About Our Members


The Walkfar Coonhunter’s Club is based in Haywood County in Western North Carolina. The nucleus of the membership is from Haywood County; some members and leaders from other clubs have joined us from surrounding counties and Tennessee. The Walkfar Club welcomes all hunters and sportsman TO come and join our hunts or just come for friendship and fellowship.

The members have held benefits for different children in the community with life threatening diseases along with other benefit events in the community when the need arises. The club did a benefit also for a Walkfar member with terminal cancer and no insurance. The club continues each year to donate or work with fellow clubs to put on benefit hunts for nationally known organizations such as Juvenile Diabetes Foundation and the Shriners and St Jude Hospitals. In the club’s trophy case there are several honor awards we have received in appreciation for our charity work and charitable contributions.

Some of the older members and leaders have a long history of hunting and standing up for our heritage and our rights to hunt. Some years back a stiff stance was made and some of our older members sat on a committee and helped the county write the animal control ordinance for this county when it looked like proposed ordinance would jeopardize their hunting with dogs in the county.

■ **ABOUT THIS TASK**: Please reproduce the passage from the Walkfar Coonhunter's Club page word for word, from "Some of the" to "in the county.".

■ **ENTRIES SHOWN**:
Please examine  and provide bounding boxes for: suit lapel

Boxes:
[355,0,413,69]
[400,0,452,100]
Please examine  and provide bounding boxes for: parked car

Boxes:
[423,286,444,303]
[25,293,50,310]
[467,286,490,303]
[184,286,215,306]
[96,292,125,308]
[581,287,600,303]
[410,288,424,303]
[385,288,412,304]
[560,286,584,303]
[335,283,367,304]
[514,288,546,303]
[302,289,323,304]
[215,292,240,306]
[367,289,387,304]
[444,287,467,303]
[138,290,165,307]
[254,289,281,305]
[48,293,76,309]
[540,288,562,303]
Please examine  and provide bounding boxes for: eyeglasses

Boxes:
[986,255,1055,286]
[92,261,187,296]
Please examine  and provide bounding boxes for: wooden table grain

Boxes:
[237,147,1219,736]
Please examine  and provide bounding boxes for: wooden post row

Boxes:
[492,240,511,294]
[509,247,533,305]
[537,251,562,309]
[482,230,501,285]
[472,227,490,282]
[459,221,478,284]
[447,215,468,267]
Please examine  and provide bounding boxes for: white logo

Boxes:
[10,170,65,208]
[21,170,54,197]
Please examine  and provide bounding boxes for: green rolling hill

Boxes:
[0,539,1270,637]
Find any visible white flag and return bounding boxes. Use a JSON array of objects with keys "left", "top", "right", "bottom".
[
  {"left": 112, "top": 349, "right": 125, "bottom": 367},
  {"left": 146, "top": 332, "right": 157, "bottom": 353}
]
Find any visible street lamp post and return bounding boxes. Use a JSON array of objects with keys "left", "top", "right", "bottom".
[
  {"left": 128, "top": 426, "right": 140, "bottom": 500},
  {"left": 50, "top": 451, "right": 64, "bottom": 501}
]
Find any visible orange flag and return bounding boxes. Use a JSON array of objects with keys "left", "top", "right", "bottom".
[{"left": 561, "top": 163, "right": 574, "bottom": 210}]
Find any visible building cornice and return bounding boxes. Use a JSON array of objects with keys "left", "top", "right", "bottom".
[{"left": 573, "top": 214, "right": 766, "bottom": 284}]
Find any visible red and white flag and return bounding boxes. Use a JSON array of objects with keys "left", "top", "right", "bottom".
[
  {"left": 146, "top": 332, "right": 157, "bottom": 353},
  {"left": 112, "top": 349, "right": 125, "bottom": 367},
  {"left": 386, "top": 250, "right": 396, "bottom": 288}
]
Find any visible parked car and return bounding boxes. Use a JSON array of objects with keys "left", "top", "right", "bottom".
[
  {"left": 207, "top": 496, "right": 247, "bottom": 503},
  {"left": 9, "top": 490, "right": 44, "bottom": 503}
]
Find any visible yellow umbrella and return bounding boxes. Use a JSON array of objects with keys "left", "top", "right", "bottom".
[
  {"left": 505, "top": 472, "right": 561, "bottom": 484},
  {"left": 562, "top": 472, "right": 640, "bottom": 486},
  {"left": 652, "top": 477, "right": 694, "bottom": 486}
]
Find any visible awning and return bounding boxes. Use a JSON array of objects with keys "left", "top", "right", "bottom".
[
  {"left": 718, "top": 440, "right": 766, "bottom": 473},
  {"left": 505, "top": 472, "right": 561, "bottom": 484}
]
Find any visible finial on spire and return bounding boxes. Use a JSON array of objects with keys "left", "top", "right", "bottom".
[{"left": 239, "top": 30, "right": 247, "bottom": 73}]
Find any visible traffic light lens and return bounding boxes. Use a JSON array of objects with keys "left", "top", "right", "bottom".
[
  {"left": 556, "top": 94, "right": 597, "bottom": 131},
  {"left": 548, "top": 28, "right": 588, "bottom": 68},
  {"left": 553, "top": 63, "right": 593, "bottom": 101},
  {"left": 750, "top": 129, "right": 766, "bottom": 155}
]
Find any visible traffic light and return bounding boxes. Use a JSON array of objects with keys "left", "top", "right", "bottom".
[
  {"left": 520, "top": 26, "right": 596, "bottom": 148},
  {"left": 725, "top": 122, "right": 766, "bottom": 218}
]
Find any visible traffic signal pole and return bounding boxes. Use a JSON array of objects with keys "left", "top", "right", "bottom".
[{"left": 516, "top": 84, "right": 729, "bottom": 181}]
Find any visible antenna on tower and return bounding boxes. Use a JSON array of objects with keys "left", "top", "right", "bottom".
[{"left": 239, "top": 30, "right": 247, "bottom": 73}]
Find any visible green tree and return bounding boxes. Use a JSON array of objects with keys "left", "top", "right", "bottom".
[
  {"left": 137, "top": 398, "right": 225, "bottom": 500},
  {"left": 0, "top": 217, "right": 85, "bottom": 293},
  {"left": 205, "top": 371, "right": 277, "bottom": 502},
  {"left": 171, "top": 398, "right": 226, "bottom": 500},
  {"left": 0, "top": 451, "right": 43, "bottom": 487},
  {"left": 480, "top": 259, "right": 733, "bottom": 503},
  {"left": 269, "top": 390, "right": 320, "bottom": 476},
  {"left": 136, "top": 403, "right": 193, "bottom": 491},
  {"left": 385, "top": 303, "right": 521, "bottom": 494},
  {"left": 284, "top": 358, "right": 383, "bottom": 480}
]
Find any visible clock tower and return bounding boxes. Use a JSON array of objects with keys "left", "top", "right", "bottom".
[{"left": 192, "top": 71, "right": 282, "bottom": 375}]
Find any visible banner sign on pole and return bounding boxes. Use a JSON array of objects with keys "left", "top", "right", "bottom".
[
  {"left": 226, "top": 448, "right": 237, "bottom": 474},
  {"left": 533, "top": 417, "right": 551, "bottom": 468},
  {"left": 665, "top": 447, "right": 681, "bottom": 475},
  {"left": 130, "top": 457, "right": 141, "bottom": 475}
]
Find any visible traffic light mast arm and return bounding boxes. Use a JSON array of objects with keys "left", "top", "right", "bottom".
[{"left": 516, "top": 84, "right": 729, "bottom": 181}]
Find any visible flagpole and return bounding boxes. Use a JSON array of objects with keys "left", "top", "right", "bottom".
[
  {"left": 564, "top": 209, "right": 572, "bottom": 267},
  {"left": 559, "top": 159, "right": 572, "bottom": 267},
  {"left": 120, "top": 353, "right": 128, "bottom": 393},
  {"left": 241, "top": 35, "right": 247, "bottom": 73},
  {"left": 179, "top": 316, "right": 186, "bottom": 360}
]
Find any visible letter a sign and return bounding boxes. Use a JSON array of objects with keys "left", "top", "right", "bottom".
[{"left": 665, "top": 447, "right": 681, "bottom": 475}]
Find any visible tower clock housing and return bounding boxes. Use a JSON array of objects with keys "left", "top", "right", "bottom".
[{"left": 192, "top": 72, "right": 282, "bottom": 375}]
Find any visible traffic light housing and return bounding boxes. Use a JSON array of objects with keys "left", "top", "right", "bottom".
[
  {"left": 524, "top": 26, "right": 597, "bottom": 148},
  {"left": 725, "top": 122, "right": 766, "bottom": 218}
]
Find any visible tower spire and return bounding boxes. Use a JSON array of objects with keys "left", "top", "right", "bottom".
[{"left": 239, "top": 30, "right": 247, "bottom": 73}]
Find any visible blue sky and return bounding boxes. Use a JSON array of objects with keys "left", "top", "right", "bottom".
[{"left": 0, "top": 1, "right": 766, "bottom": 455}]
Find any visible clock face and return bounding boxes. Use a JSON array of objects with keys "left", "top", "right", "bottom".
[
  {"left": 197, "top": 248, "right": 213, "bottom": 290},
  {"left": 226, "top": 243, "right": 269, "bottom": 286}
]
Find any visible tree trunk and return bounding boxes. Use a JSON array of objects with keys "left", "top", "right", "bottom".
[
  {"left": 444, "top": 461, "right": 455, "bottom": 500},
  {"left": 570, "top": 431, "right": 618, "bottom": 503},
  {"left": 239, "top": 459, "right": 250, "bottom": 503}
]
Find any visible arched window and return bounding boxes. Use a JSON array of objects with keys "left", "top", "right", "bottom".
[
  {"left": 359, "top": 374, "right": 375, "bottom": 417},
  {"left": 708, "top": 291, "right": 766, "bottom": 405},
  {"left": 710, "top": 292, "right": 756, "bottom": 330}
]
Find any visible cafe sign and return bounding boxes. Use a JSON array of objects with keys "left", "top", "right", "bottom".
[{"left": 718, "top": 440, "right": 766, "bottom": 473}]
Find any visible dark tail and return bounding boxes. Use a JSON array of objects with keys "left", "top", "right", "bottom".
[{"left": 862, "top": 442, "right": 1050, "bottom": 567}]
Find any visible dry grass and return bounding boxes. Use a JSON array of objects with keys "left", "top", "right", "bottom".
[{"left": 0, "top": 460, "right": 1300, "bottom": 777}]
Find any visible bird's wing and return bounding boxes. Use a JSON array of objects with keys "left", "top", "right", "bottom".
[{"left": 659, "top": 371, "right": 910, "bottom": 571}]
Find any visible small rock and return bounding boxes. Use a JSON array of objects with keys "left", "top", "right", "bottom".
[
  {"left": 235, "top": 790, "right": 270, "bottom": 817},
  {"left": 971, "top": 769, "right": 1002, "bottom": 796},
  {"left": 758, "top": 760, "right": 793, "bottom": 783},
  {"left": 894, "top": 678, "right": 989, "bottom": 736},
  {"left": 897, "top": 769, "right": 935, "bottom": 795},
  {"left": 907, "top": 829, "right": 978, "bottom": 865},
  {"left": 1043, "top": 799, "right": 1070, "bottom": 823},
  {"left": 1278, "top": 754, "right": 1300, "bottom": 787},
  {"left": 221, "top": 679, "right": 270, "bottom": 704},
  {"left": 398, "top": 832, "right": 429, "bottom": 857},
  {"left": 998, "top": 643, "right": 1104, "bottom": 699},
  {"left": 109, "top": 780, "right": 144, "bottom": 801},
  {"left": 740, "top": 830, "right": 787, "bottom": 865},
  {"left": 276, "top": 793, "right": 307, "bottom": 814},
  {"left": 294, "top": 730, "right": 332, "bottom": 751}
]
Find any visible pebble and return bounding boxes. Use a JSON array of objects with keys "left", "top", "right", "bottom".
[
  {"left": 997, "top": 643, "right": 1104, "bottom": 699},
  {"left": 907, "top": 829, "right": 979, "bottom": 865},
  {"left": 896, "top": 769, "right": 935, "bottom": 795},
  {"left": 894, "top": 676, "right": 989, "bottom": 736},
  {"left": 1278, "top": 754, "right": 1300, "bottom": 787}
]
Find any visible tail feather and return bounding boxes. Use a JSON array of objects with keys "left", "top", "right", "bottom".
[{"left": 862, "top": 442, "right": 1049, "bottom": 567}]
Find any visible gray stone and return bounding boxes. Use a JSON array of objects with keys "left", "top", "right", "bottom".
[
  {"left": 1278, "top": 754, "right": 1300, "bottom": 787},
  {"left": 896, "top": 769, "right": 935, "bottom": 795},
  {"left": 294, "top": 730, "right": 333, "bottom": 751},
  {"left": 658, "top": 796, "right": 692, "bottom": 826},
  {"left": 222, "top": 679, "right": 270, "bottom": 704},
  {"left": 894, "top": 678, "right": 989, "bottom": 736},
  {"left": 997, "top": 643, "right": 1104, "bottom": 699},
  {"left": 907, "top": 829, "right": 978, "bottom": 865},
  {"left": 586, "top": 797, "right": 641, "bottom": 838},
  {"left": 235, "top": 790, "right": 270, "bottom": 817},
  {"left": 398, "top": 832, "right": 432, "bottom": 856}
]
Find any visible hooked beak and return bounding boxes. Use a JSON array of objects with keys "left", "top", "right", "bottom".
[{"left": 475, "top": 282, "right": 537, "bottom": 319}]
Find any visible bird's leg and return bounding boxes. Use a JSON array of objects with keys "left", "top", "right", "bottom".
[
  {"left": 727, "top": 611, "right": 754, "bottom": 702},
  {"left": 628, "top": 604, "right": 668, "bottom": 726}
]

■ **RESPONSE**:
Some of the older members and leaders have a long history of hunting and standing up for our heritage and our rights to hunt. Some years back a stiff stance was made and some of our older members sat on a committee and helped the county write the animal control ordinance for this county when it looked like proposed ordinance would jeopardize their hunting with dogs in the county.